- [Task statement]
Read the data and repeat it in full, exactly.
_ _ _ _
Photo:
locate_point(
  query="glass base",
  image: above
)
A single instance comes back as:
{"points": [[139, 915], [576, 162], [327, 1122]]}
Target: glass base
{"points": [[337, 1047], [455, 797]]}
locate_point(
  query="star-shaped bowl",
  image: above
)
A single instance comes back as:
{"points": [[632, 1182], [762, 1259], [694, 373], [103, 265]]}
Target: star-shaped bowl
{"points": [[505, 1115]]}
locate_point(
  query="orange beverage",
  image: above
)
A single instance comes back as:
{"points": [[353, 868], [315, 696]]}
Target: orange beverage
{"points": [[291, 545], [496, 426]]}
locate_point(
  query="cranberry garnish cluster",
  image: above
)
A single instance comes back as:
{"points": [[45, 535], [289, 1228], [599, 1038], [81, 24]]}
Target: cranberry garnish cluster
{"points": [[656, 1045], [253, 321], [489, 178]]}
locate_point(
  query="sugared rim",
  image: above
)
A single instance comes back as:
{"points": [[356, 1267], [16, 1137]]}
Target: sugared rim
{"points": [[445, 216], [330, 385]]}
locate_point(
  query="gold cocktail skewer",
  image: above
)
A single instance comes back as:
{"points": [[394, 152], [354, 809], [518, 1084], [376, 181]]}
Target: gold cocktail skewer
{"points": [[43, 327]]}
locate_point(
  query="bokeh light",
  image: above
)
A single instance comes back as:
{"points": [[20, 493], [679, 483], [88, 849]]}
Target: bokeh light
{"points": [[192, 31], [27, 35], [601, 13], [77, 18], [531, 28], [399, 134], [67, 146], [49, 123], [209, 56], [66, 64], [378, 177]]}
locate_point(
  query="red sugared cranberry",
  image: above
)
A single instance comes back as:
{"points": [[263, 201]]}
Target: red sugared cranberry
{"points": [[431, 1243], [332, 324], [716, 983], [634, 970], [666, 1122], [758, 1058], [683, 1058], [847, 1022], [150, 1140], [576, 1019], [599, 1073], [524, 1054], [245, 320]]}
_ _ _ _
- [Response below]
Photo:
locate_point(
  query="glass base",
  image: above
)
A single instance comes back as:
{"points": [[139, 915], [576, 162], [327, 1122]]}
Target: glass base
{"points": [[337, 1047], [455, 797]]}
locate_point(
  query="star-shaped bowl",
  image: above
)
A single instance comes back as:
{"points": [[632, 1182], [762, 1259], [694, 373], [103, 265]]}
Target: star-shaped bowl
{"points": [[505, 1115]]}
locate_point(
  query="orange beverage",
  image: above
)
A single instance comes back as:
{"points": [[353, 868], [315, 696]]}
Target: orange beverage
{"points": [[291, 545], [496, 426]]}
locate_point(
  query="cranberry garnish cluster",
  image: above
)
A single instance comes back as:
{"points": [[45, 535], [289, 1228], [599, 1038], [81, 24]]}
Target: cranberry garnish cluster
{"points": [[656, 1045], [253, 321], [489, 178]]}
locate_point(
  query="sugared rim",
  image: above
)
A single instance comes back as:
{"points": [[356, 1267], [16, 1137]]}
Target: sugared rim
{"points": [[445, 216], [330, 385]]}
locate_point(
  query="gold cocktail skewer",
  image: above
)
A single instance comes back as:
{"points": [[394, 152], [354, 809], [518, 1084], [376, 181]]}
Target: gold cocktail skewer
{"points": [[43, 327]]}
locate_point(
  query="bokeh light",
  image: above
)
A single instance comes back as:
{"points": [[20, 493], [679, 483], [88, 849]]}
Target: bokeh light
{"points": [[192, 31], [27, 35], [601, 13], [77, 18], [531, 28], [399, 134], [67, 146], [49, 123], [209, 56], [66, 64], [378, 177]]}
locate_point(
  query="red sugared cranberry",
  image: above
)
A single instance comes back as:
{"points": [[263, 201]]}
Target: red sugared cranberry
{"points": [[431, 1243], [332, 324], [716, 983], [634, 970], [666, 1122], [758, 1058], [683, 1058], [847, 1022], [150, 1140], [576, 1019], [599, 1073], [524, 1054], [245, 320]]}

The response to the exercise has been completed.